**Task A:** List every calendar date that the text about UC's first online degree program mentions, along with what happened or will happen on each.
**Task B:** According to the text about UC's first online degree program, what academic qualifications does admission to the degree require?
**Task C:** Using the text about UC's first online degree program, explain why the degree was offered through online, distance delivery.

Most other UC Extensions now offer at least a few online courses each term, with a total
number of courses reaching into the hundreds per term. It is estimated that over 10,000
students are served each year through online UC Extension courses. (You can search for all
online courses offered through UC Extension programs by conducting an advanced search
through the California Virtual Campus at ( http://www.cvc.edu/catalog/csearch_adv.asp ).
The Present
On May 24, 2001, the UC Irvine Division of the Academic Senate unanimously approved UC's
first online degree program, the Masters of Advanced Studies in Criminology, Law, and
Society. This approval followed more than two years of effort by the UCI Department of
Criminology, Law, and Society (CLS) to create and then propose and defend the degree. In
April 2002 this program received its full approval from the University. In January 2003,
it will join the other degree offerings of the CLS department: an undergraduate major, and
a Ph.D. degree.
The CLS department conducted research that indicated a clear demand for a master's degree
among professionals in the criminal justice and related service agencies in the state. The
research also indicated that the audience for this degree was composed largely of busy,
working professionals who were unable to put their careers on hold while they obtained an
advanced degree. The audience qualified for admission to the degree program (undergraduate
GPA's of 3.0 or higher with qualifying GRE scores) was geographically dispersed, so the
online, distance delivery mode appeared to be the only viable option for reaching it.
Everyone concerned with this degree, including the faculty members involved in developing
and delivering the program, considers it a test case or experiment for the University.
Considerable and continual evaluation is therefore planned for the program's early stages.

**Supplied information:**
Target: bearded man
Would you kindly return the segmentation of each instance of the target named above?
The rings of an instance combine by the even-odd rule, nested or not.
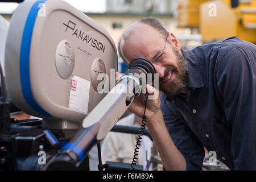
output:
[[[150,17],[126,30],[118,51],[159,74],[160,106],[147,101],[146,125],[166,169],[201,169],[205,146],[230,169],[256,170],[255,45],[232,37],[185,50]],[[141,98],[130,109],[142,117]]]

**Answer space A:**
- May 24, 2001: The UC Irvine Division of the Academic Senate unanimously approved the Masters of Advanced Studies in Criminology, Law, and Society.
- April 2002: The program received its full approval from the University.
- January 2003: The program will join the other degree offerings of the CLS department.

**Answer space B:** Undergraduate GPAs of 3.0 or higher with qualifying GRE scores.

**Answer space C:** The CLS department's research showed that the audience was largely busy, working professionals who could not put their careers on hold. It also found that qualified applicants were spread out geographically, so online, distance delivery seemed the only viable way to reach them.